■ EXERCISE DESCRIPTION: The material below holds a span beginning at the line with "Where can the pendant" and ending at the line with "Where can the kitchen". Quote that span exactly, both ends included, and only that span.

■ INFORMATION SHOWN:
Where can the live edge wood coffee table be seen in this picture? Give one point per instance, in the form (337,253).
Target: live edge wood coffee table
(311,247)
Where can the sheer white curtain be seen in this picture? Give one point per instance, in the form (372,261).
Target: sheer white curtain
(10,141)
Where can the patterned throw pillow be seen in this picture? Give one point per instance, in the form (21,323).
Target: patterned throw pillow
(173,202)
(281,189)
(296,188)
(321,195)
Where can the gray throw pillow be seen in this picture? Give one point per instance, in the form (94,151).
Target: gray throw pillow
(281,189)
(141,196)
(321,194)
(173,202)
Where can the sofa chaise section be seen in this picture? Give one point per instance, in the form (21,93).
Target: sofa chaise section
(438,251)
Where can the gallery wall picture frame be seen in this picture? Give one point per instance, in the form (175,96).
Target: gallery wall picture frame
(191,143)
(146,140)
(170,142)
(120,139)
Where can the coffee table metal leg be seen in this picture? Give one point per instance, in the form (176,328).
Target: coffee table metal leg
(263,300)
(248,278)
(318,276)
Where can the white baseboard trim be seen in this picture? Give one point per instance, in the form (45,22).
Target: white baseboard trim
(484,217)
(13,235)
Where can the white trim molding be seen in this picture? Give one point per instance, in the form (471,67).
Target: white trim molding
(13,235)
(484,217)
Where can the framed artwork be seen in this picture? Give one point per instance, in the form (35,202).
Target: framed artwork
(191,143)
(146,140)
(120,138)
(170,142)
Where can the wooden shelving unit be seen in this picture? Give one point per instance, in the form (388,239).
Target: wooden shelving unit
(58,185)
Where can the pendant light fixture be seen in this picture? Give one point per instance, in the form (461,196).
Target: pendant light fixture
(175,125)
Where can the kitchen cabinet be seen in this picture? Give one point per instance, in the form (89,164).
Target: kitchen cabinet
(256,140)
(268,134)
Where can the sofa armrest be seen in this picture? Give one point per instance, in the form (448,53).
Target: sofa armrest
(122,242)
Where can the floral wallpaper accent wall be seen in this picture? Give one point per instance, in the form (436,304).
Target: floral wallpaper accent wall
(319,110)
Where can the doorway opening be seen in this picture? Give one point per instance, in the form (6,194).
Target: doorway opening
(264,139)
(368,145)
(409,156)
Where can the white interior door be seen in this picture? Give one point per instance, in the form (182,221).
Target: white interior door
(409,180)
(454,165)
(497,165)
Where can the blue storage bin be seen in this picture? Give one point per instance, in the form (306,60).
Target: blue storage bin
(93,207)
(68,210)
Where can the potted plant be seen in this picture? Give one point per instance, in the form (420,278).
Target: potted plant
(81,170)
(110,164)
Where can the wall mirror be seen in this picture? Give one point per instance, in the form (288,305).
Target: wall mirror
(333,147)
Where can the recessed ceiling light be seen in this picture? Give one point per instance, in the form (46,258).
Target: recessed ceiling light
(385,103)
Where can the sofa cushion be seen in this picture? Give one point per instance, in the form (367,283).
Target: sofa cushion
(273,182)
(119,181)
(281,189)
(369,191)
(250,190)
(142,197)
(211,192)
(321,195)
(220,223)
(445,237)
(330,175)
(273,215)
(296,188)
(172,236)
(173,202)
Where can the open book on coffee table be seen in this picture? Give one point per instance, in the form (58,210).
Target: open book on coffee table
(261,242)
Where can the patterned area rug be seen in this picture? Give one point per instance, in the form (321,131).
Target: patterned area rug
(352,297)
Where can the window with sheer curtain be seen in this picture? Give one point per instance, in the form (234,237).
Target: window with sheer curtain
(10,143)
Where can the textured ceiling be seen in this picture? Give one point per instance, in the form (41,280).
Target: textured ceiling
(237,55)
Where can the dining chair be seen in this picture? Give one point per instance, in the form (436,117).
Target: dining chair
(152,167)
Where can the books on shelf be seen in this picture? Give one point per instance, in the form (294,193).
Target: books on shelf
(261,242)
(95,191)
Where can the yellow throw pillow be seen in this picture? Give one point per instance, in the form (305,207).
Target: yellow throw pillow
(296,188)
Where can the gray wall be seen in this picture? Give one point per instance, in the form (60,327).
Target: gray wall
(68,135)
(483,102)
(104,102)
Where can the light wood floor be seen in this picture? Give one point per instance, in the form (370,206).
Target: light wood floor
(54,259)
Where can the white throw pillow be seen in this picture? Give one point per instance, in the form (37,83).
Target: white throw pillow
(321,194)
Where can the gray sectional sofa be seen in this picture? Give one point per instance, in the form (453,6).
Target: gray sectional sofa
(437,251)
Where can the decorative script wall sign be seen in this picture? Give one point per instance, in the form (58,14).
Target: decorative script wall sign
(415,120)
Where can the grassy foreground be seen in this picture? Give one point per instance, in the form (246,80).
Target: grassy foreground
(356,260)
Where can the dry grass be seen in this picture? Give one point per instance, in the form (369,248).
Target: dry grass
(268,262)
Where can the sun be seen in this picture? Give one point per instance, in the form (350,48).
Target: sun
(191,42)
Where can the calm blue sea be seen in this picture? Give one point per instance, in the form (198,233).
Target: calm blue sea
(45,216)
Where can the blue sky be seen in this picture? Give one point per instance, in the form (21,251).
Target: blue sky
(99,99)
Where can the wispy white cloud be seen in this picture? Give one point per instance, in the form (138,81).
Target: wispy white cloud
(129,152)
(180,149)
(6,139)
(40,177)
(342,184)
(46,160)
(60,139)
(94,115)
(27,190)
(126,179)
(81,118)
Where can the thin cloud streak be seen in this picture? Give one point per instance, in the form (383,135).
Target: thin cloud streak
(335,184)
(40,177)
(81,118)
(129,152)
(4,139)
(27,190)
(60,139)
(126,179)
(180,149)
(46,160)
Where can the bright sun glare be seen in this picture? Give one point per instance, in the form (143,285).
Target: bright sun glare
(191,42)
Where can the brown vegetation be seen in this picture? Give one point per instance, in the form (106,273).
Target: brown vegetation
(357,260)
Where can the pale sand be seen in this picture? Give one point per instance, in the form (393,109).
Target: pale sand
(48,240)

■ SOLUTION FOR THIS PROBLEM:
Where can the pendant light fixture be seen in this picture? Give one point per instance, in the form (461,196).
Target: pendant light fixture
(175,125)
Where can the kitchen cabinet be seen in this picture? Give one point per instance, in the form (89,164).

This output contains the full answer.